__WORK INSTRUCTIONS__
The lines to copy are those in the listing below that contain the word "exhaust".
..........
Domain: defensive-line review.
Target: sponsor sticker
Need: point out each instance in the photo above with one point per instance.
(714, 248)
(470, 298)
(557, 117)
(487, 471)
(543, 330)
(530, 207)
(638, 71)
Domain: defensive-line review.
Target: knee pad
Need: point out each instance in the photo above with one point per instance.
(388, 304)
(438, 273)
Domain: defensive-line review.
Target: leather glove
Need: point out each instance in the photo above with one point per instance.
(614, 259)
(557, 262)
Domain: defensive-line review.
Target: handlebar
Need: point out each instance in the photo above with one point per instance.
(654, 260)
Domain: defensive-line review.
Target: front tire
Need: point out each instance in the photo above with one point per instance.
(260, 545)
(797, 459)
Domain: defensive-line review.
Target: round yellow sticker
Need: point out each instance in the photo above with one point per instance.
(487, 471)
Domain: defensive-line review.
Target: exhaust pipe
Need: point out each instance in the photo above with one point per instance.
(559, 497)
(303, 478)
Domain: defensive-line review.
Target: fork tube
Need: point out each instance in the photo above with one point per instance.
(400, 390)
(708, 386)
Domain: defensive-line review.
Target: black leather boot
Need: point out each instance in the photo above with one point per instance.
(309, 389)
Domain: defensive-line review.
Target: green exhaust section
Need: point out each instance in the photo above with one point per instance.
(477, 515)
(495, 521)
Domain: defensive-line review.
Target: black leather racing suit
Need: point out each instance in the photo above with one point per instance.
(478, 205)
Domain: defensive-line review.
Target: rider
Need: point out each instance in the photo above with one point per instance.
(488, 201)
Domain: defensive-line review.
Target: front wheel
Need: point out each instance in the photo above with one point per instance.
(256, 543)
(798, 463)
..........
__SOLUTION TO THE EXERCISE__
Target: exhaust pipe
Target: green exhaust section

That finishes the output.